PASSAGE PROVIDED: Begin

I wrote my first play in fifth grade. My superstrength was writing plot holes. I journaled and diaried and wrote many a college essay. Then my “writing” turned to MLS descriptions and marketing content. I know, I know. Enter YAWN emoji here!
After losing my mother in 2010, I began writing short stories and poetry as a way of processing my profound loss. Writing helped get the gremlins out of my head and onto the page. I deeply believe in the pen’s power to repair & regenerate.
In 2016 I finally gave way to a premise for a novel that had been hounding me for five years. I joined writing/critique groups. I was defensive and guarded about my precious words. Thanks to all the goddesses of all the universes for my patient, persistent writing partners. Without them, I would never have completed one novel, let alone three. If nobody else knew I was writing, I would’ve thrown in the towel.
Since 2016, I’ve been in four critique groups with multiple writing partners. Some haven’t worked out, others have gone off to do other things. But I’ve accrued a tiny network of write-or-die partners for life. They are some of the best writers I’ve ever read. They are my heroes.
In 2019, I queried and networked my first novel, signed with a kind, supportive agent, and went on submission in August of 2020. Along with about eleventy-million other writers. We died on sub. My beleaguered agent was then diagnosed with cancer, forcing him to stop agenting.

PASSAGE PROVIDED: End
ENTRIES SHOWN: Begin

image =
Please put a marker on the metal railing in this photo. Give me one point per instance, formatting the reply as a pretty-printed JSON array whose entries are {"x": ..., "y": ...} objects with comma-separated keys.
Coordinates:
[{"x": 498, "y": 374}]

ENTRIES SHOWN: End
ENTRIES SHOWN: Begin

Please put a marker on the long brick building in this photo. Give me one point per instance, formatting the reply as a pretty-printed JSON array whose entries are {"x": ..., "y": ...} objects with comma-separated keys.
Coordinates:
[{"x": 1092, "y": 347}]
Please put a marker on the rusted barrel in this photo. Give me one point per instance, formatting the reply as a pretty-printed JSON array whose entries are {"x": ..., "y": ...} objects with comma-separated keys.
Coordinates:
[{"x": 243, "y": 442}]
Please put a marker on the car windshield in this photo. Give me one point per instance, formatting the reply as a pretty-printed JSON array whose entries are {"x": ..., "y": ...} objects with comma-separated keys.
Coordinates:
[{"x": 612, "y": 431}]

ENTRIES SHOWN: End
ENTRIES SHOWN: Begin

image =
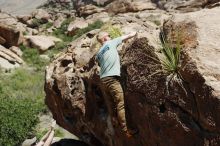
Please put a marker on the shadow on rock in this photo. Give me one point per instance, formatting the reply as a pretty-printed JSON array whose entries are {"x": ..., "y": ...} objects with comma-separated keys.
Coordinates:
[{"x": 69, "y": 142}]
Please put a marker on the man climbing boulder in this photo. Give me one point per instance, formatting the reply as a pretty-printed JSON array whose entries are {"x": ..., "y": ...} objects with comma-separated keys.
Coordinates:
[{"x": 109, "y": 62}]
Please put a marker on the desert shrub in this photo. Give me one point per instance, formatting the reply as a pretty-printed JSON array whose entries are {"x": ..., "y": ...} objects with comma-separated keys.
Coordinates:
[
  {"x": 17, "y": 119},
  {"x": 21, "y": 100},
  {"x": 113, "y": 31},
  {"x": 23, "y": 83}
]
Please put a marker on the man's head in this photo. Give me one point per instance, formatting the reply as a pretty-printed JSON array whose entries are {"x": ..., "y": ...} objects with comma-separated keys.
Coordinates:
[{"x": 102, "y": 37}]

ENTRIES SHOWN: End

EXERCISE DETAILS> Resume the personal essay about a life in writing, continuing after its final sentence.

ANSWER>
But he left me with a gift: he’d pushed me to outline my second novel for NaNoWriMo of 2020. My outline was not what you would call well-thought-out, but it got me to a completed draft. Which I then revised, and rewrote, and revised again. I queried it, got several partial and full requests, but no offers of representation. Sigh.
As I started my third novel in 2022, I had one foot in the plotting zone and one foot still pantsing (and my third foot on a banana peel). I still wrote in circles. Saggy middles. No clear arc.
In 2023, I finally hired a brilliant Book Coach. And, oh my! Life-altering! My motivation mushroomed. My momentum skyrocketed. My outline became my bible. Because of my Book Coach, I completed a solid first draft in five months. This story was long-listed in the 2024 Page Turner Awards.
From 2023-2025, I mentored writers through the Women’s Fiction Writers Association. Through this endeavor, I met wildly talented writers with exceptional writing skills. Here, I found my passion for helping writers take their stories from great to exceptional.
In 2025, I took the plunge into Book Coach certification with Jennie Nash’s Author Accelerator, the most respected, well-known book coaching program in the country. The curriculum was intensive, reaching broadly and deeply into editorial skills, mind-set, project management, structure, support, clarity, and planning a writerly life.
It’s no exaggeration to say becoming a Book Coach has been transformative for me as a human and as a writer. One of my writers scored a dream agent within months of us working together, and this was the greatest accomplishment I could have hoped for. My little contribution to her success gives me all the feels.
Though everyone’s writing paths are different, here we are, stories still simmering inside us, dying to burst onto the page. I know how hard it is, how frustrating and full of highs and lows it is, but I’ll never stop writing. I can’t. It’s life-affirming. And despite the challenges, the rewards are incalculable.